Чем дальше мы будем углубляться в эти вопросы, тем быстрее мы поймем, что правосудие является по определению отдельной формой реальности, к которой с трудом применимо высказывание Гегеля о том, что все действительное разумно, а все разумное действительно, правосудие в этом отношении, при усилении политического режима наоборот может сделать так, что все разумное будет в рамках уголовного процесса недействительным, а все действительное — неразумным.

——

**КОРОТКОЕ ЗАДАНИЕ 1:**
Соберите из записей ниже все строки, в которых встречается строка «grass».

**Сохранённые записи:**
——

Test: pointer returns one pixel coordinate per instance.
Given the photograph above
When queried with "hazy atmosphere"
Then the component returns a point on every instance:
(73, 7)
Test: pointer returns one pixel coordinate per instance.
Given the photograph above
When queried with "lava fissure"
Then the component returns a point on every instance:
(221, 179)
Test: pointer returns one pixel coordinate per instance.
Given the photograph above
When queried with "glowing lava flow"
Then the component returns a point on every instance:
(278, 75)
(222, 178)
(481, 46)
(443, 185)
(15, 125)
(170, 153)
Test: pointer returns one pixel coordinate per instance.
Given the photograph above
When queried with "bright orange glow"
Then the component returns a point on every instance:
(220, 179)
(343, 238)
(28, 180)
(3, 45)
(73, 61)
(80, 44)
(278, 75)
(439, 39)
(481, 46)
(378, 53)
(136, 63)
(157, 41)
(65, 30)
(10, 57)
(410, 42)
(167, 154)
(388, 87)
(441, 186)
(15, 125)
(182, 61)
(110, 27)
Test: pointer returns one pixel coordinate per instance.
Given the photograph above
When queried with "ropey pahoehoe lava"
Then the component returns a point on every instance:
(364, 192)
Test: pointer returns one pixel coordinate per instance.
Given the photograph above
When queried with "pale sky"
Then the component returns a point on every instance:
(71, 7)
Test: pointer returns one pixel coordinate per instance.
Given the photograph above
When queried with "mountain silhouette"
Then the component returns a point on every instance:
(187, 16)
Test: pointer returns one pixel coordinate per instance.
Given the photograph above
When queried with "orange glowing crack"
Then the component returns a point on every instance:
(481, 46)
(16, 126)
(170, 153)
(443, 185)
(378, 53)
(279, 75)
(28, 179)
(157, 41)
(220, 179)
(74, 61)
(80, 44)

——

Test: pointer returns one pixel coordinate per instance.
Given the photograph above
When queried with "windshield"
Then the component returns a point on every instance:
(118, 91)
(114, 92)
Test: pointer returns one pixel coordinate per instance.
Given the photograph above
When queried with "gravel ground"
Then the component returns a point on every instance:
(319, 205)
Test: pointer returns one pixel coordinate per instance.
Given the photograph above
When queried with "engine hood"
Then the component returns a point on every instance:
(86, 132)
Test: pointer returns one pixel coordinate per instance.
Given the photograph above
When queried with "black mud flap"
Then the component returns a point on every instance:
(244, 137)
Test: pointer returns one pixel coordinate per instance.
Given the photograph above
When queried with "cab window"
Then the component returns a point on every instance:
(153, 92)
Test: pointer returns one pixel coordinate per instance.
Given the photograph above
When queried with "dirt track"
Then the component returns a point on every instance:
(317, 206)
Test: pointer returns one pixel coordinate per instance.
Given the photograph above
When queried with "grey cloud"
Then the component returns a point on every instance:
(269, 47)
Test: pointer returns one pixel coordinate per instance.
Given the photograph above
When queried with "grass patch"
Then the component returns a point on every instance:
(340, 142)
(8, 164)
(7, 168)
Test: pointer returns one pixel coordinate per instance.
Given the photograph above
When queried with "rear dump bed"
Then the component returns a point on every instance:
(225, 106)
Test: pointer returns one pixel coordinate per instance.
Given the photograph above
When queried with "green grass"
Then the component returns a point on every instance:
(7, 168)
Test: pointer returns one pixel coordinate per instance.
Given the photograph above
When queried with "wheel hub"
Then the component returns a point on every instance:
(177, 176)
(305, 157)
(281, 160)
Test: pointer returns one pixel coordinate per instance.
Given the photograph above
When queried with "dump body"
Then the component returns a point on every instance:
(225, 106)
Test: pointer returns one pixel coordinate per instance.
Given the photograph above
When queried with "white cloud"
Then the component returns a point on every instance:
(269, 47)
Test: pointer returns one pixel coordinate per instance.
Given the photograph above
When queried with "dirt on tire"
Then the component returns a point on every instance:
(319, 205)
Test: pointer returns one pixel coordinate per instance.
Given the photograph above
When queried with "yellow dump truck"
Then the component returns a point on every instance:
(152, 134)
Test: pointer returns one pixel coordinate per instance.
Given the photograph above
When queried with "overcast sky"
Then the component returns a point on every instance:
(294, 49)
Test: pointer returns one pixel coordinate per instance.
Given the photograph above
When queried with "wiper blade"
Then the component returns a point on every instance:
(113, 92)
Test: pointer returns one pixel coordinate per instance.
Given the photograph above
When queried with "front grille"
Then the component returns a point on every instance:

——

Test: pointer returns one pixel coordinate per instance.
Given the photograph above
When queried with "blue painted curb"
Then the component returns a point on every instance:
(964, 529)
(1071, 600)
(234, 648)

——

**КОРОТКОЕ ЗАДАНИЕ 2:**
Переведите на английский язык следующее предложение из отрывка о правосудии: «Чем дальше мы будем углубляться в эти вопросы, тем быстрее мы поймем, что правосудие является по определению отдельной формой реальности, к которой с трудом применимо высказывание Гегеля о том, что все действительное разумно, а все разумное действительно, правосудие в этом отношении, при усилении политического режима наоборот может сделать так, что все разумное будет в рамках уголовного процесса недействительным, а все действительное — неразумным.»

**ИТОГОВЫЙ ОТВЕТ 1:**
When queried with "grass patch"
When queried with "green grass"

**ИТОГОВЫЙ ОТВЕТ 2:**
The further we delve into these questions, the sooner we will understand that justice is by definition a separate form of reality, to which Hegel's statement that everything actual is rational and everything rational is actual can hardly be applied; in this respect, as a political regime grows stronger, justice may on the contrary bring it about that everything rational becomes non-actual within criminal proceedings, and everything actual becomes irrational.